LISTED ENTRIES: Begin

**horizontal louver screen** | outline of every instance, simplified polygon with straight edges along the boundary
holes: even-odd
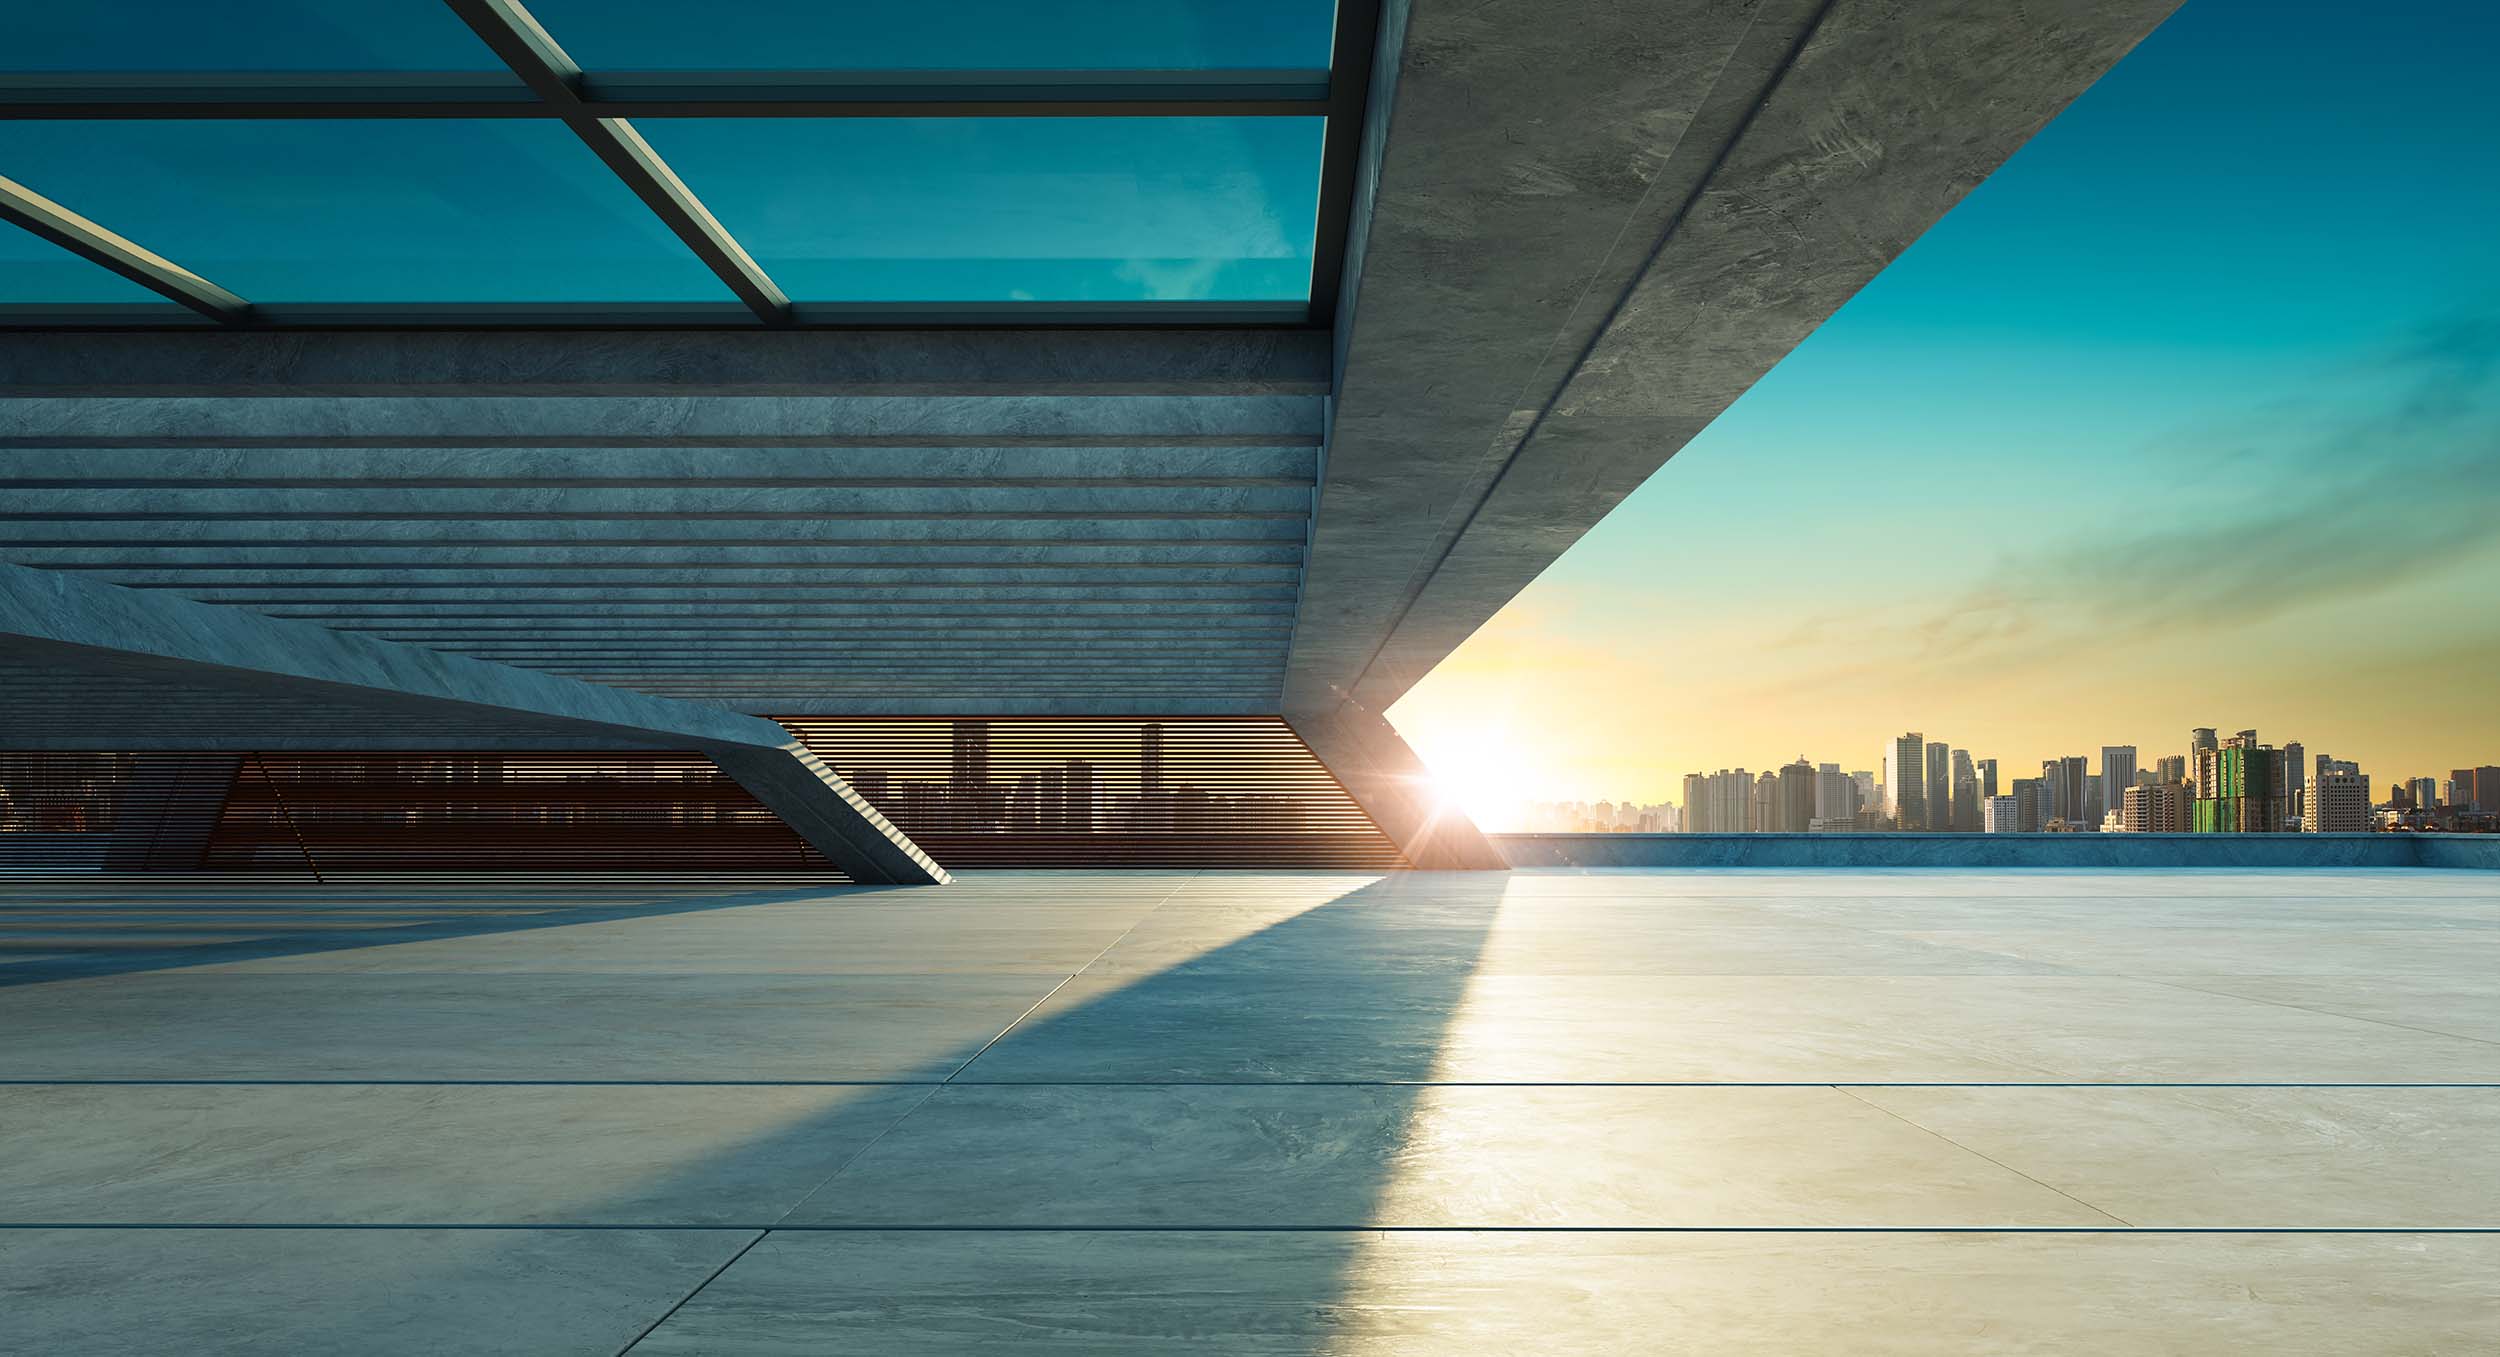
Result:
[[[950,867],[1385,870],[1274,718],[783,718]],[[694,753],[0,754],[0,870],[770,872],[831,864]]]

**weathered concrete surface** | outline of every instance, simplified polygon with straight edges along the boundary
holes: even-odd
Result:
[[[9,904],[6,955],[69,953],[0,961],[30,1353],[2306,1357],[2500,1313],[2489,873]]]
[[[1394,702],[2175,6],[1420,7],[1288,707]]]
[[[332,748],[372,748],[367,731],[441,748],[448,724],[472,747],[694,749],[855,879],[947,879],[787,731],[717,707],[15,565],[0,642],[0,748],[280,748],[326,723]],[[168,710],[169,693],[195,705]]]
[[[0,387],[0,559],[749,712],[1272,712],[1324,353],[1173,333],[90,336]]]
[[[5,396],[1324,395],[1316,331],[0,334]]]
[[[2448,867],[2500,870],[2479,834],[1495,834],[1514,867]]]
[[[1464,811],[1435,794],[1432,770],[1378,715],[1341,702],[1288,711],[1285,723],[1415,867],[1502,871],[1510,866]]]

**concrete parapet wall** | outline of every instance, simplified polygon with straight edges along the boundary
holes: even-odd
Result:
[[[1493,834],[1514,867],[2464,867],[2476,834]]]

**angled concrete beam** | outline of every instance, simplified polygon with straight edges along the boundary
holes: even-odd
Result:
[[[359,747],[362,726],[449,723],[508,747],[691,749],[852,879],[947,879],[789,732],[717,707],[15,565],[0,565],[0,642],[14,681],[0,701],[0,747],[274,748],[317,718],[348,736],[333,748]],[[46,672],[60,675],[48,699],[30,690]],[[118,709],[103,700],[114,683],[132,696]],[[168,694],[201,704],[197,718],[109,719],[136,703],[161,708]]]
[[[1432,770],[1415,757],[1397,730],[1376,713],[1351,702],[1288,709],[1285,724],[1310,747],[1340,786],[1382,833],[1424,871],[1500,872],[1510,869],[1466,812],[1443,804]]]
[[[2178,0],[1402,25],[1286,702],[1385,710]]]

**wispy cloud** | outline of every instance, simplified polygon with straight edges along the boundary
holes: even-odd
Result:
[[[1811,618],[1770,643],[1803,664],[1781,686],[2055,663],[2078,646],[2399,587],[2500,547],[2500,307],[2425,325],[2304,398],[2154,447],[2215,459],[2182,478],[2197,487],[2187,511],[2131,531],[2076,525],[2002,554],[1987,585],[1933,606]]]

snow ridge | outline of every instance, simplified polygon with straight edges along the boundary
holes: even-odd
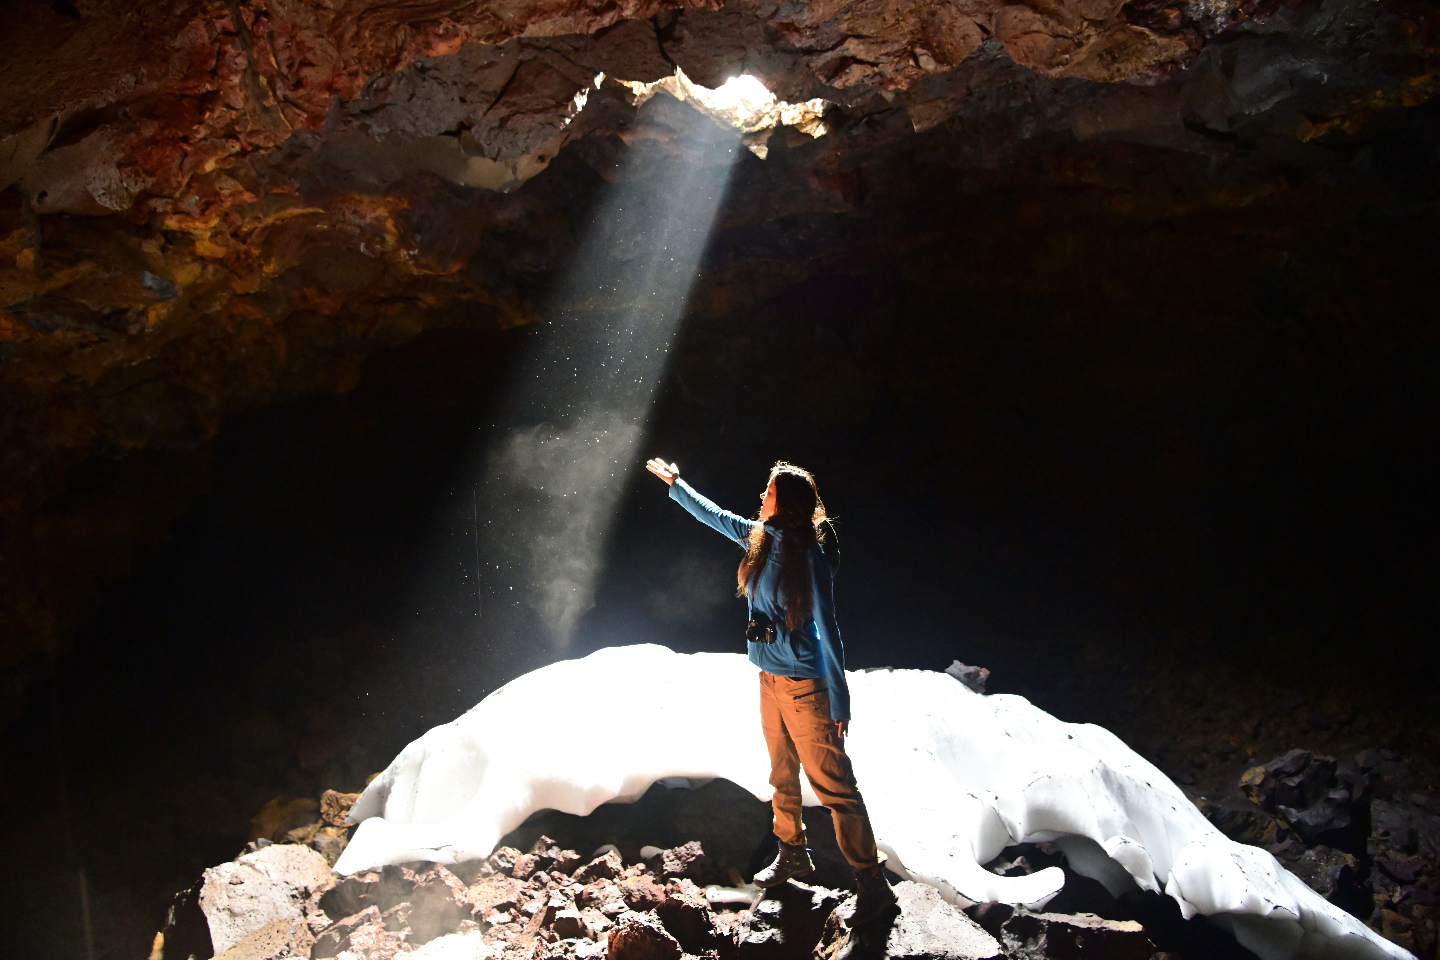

LISTED ENTRIES: End

TASK GOAL:
The required answer is the lines from the one that contains "cloud** | outline" through the last line of the records, restated word for word, with every picture dropped.

EXPECTED OUTPUT:
**wispy cloud** | outline of every instance, simplified polygon with straight edges along the boundary
holes: even-odd
Result:
[[[1811,618],[1770,643],[1803,664],[1781,686],[2055,663],[2078,646],[2399,587],[2500,547],[2500,307],[2425,325],[2304,398],[2154,447],[2215,459],[2182,478],[2197,487],[2187,511],[2131,531],[2076,525],[2002,554],[1987,585],[1933,606]]]

snow ridge | outline of every instance, simplified polygon with straight edges along the boundary
holes: even-odd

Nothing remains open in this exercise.